What is needed: Scale the listing from the line containing "[locate] the eyeglasses" through its end, both included, and write out only those lines, requests too. Multiply every coordinate in the answers by 0.3 and round to whole numbers, with halves rounding up.

Stored data:
===============

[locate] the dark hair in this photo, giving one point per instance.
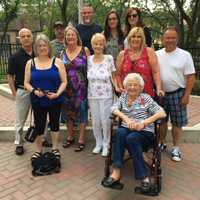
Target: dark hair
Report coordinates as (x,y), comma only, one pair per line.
(139,23)
(107,31)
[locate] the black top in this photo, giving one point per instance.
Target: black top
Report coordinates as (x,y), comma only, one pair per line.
(86,32)
(16,66)
(148,37)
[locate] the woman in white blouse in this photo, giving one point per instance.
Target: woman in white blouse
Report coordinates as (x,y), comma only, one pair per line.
(100,73)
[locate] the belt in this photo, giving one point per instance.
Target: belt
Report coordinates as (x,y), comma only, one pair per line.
(178,90)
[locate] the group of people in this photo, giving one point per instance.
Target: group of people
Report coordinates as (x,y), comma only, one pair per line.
(87,66)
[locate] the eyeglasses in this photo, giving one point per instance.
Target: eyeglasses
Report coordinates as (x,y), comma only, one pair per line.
(133,15)
(112,19)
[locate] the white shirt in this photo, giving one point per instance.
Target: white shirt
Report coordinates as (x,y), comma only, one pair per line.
(174,66)
(99,78)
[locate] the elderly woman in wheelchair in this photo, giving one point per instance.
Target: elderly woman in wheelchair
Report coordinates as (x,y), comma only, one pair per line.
(137,111)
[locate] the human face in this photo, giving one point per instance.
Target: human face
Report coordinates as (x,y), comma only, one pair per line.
(59,32)
(170,40)
(112,21)
(136,41)
(71,37)
(133,87)
(26,38)
(98,46)
(87,14)
(42,48)
(133,18)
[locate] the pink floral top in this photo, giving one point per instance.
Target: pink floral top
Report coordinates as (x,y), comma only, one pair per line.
(99,78)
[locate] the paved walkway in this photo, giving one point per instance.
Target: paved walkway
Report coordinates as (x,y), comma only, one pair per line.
(82,172)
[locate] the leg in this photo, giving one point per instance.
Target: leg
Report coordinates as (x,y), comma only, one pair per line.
(137,141)
(105,105)
(54,115)
(40,117)
(22,109)
(96,124)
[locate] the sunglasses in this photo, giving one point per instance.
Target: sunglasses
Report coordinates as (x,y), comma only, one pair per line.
(112,19)
(133,15)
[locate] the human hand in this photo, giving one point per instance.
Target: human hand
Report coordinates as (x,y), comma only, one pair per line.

===============

Task output:
[locate] the eyeglasses in this photo, giving one point per instance.
Target: eyeglasses
Report coordinates as (x,y), comma only, one pair per line.
(40,5)
(34,6)
[locate] the white shirt in this photo, giving one point per instance.
Target: white shirt
Report coordinates as (x,y), comma only, one pair per line.
(52,20)
(30,23)
[locate] the elderly woman in wheelchair in this photo, giving one point per instance.
Target: elderly woman in wheelchair
Report coordinates as (x,y), comma only, one pair per line.
(41,33)
[locate] the human face in this photo, giving one point per instance.
Target: human face
Report coordinates as (x,y), comma only, one pair per line.
(18,10)
(51,12)
(34,6)
(41,12)
(21,11)
(40,26)
(8,11)
(29,14)
(26,4)
(13,14)
(40,5)
[locate] the pink floral top in this photo, giving one point per instance.
Target: pink floral top
Report coordinates as (x,y), comma only, one pair per line.
(30,23)
[locate] the paved walkway in this photo, giving one point per instance.
Target: paved walkway
Report coordinates as (x,y), comma only, one pair per line.
(25,52)
[locate] the leg in this photo, giving one point per instance.
Target: leg
Report coordinates as (x,y), comma only, one pair per line.
(41,42)
(32,32)
(16,35)
(12,35)
(7,33)
(29,37)
[locate] the sunglasses in this photo, giving one point per instance.
Target: sunglasses
Report coordinates as (x,y), comma only, one pair per line.
(34,6)
(40,5)
[locate] the human hand in this photo, giving one point per instance.
Target: human hand
Report coordinates as (x,y), comma only, one pair per line.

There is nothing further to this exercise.